> **EXCERPT**:
= Wetlands Reserve Program =

US federal aid program

The Wetlands Reserve Program (WRP) was a voluntary program offering landowners the opportunity to protect, restore, and enhance wetlands on their property. The USDA Natural Resources Conservation Service (NRCS) administers the program with funding from the Commodity Credit Corporation.

The 2014 Farm Bill repealed WRP but does not affect the validity or terms of any WRP contract, agreement or easement entered into prior to the date of enactment on February 7, 2014 or any associated payments required to be made in connection with an existing WRP contract, agreement or easement.  Codified at 16 USC 3865 et seq. The same legislation authorized the Agricultural Conservation Easements Program which includes enrollment options for Wetlands Reserve Easements (ACEP-WRE) along many of the same guidelines as WRP .

== Establishment ==

The WRP was established by the 1990 Farm Bill. The 1990 Farm Bill was Senate Bill S.2830 and became Public Law No: 101-624. Amendment S.AMDT.2406 (sponsored by Senator Robert Kasten) added provisions to the program.

> **ENTRIES SUPPLIED**:

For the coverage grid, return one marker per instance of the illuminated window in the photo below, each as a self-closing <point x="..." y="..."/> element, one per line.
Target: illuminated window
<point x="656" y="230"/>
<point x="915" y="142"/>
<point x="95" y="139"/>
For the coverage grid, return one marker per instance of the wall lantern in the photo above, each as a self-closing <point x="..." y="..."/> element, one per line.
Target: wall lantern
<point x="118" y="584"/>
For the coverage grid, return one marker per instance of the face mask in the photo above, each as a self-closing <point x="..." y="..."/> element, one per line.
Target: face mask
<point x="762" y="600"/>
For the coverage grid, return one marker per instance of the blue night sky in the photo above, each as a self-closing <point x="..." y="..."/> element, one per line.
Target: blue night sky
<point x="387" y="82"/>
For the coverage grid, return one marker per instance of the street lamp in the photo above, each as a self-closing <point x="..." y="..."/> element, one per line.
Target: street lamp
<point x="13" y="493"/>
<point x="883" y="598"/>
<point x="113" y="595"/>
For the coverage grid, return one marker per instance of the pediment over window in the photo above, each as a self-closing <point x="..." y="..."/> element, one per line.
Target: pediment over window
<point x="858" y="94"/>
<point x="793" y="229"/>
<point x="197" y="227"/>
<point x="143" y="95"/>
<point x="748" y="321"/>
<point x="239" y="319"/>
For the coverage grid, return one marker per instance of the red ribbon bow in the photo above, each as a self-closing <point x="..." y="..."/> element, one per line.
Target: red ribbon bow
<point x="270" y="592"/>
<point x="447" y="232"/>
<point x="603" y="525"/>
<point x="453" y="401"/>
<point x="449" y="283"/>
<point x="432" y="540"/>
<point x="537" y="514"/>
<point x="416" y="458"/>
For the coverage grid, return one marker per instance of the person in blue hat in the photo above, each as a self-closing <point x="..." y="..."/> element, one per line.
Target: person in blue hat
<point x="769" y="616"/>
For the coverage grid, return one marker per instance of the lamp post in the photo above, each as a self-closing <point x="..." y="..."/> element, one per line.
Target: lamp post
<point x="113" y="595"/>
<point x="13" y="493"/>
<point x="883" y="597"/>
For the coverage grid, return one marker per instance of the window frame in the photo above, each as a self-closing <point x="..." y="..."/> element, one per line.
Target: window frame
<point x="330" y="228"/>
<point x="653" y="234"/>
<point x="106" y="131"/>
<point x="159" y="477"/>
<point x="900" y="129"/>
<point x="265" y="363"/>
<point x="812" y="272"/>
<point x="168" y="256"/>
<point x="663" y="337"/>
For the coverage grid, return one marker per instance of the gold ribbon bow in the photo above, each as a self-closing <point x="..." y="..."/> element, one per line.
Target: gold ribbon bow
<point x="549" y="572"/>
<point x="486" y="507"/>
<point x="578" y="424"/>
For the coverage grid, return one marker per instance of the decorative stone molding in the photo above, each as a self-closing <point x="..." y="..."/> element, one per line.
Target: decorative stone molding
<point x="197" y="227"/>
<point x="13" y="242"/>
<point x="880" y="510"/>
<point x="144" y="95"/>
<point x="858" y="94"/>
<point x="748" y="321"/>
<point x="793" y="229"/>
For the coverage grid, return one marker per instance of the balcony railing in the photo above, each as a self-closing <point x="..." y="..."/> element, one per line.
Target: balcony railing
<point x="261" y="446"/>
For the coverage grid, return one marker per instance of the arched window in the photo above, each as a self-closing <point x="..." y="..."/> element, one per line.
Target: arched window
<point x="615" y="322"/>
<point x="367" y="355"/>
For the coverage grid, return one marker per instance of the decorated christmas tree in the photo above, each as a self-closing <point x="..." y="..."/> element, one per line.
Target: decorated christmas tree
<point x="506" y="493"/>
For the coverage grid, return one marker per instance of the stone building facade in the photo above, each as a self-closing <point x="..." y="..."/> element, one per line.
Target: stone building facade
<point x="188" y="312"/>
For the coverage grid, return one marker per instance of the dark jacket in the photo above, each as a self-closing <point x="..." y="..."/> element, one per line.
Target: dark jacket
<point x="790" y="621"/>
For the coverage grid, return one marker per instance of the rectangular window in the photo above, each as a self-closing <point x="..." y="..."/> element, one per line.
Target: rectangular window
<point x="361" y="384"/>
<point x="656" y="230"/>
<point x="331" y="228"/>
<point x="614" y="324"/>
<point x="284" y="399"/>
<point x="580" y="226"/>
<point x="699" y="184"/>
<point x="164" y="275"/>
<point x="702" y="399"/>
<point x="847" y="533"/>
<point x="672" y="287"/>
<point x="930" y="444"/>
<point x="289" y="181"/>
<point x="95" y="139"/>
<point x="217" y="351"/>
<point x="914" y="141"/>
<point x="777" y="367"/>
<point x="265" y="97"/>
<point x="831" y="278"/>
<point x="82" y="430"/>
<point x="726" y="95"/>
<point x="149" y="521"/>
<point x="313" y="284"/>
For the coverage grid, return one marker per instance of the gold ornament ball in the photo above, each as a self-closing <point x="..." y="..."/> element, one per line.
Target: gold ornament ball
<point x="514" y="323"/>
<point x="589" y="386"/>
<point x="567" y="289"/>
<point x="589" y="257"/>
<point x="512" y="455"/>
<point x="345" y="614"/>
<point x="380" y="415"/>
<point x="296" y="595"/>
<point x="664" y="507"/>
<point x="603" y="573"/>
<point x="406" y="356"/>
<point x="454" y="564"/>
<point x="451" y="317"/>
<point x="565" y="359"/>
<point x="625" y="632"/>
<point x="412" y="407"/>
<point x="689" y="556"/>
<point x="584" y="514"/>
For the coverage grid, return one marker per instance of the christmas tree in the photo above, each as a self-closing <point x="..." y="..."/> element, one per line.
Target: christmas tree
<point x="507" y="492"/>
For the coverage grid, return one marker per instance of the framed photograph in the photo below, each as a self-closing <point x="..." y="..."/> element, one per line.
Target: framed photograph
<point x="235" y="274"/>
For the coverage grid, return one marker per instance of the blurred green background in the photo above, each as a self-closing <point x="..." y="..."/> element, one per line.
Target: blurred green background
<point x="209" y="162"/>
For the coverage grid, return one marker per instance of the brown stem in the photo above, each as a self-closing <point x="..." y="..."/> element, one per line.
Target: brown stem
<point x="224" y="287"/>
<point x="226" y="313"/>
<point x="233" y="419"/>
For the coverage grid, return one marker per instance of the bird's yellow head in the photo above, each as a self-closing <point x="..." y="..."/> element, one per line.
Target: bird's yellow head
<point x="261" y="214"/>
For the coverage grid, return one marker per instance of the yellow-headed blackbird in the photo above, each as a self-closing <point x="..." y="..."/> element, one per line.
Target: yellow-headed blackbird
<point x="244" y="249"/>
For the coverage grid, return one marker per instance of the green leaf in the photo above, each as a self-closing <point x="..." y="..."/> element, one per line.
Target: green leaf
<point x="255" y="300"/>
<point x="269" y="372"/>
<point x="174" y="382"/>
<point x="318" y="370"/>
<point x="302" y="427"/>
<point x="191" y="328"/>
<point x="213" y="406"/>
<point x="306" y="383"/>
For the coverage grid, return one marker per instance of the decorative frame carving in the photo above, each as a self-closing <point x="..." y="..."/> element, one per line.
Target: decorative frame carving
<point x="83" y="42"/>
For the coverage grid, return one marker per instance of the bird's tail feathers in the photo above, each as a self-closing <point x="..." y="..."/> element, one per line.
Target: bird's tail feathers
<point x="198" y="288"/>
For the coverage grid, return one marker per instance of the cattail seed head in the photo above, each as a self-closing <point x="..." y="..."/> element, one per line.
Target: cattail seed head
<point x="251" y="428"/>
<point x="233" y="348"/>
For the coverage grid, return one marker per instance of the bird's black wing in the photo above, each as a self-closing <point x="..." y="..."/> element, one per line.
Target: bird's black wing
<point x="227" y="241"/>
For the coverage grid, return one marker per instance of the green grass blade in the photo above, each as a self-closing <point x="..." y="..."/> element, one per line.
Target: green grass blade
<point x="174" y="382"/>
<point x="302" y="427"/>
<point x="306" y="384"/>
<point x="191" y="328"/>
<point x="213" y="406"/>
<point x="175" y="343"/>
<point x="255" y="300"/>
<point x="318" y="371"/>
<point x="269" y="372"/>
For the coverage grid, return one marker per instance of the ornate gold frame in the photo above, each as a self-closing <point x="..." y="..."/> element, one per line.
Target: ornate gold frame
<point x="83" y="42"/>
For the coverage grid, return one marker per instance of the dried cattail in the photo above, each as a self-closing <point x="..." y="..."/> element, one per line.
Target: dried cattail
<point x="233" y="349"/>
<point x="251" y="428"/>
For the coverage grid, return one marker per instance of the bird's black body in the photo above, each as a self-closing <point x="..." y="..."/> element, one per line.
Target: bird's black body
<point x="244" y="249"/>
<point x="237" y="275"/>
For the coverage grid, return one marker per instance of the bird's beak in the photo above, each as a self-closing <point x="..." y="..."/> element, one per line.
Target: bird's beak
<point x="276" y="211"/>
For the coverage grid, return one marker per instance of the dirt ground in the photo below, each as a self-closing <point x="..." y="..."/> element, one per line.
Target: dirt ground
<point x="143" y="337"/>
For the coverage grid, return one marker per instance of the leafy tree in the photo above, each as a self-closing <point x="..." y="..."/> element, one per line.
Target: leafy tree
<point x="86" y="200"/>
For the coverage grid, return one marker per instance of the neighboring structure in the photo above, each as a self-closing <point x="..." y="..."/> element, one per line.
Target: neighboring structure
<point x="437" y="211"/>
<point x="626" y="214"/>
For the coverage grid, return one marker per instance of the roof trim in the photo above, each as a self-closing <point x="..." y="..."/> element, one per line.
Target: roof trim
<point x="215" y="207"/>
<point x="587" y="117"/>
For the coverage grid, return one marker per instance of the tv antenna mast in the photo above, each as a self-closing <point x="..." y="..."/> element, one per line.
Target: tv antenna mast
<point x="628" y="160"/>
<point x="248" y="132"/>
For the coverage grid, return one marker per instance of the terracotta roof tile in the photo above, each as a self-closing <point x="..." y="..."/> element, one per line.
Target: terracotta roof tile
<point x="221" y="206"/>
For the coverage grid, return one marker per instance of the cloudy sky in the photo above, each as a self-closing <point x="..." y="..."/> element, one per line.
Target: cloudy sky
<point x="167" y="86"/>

> **TASK**:
Does each statement below agree with the Wetlands Reserve Program text above? Answer yes or no for each, quoting the deciding words. 1. The 2014 Farm Bill repealed WRP. 2. The Commodity Credit Corporation administers the program. 3. Amendment S.AMDT.2406 was sponsored by Senator Robert Kasten.

> **FULL OUTPUT**:
1. Yes: "The 2014 Farm Bill repealed WRP"
2. No: "The USDA Natural Resources Conservation Service (NRCS) administers the program with funding from the Commodity Credit Corporation."
3. Yes: "Amendment S.AMDT.2406 (sponsored by Senator Robert Kasten) added provisions to the program."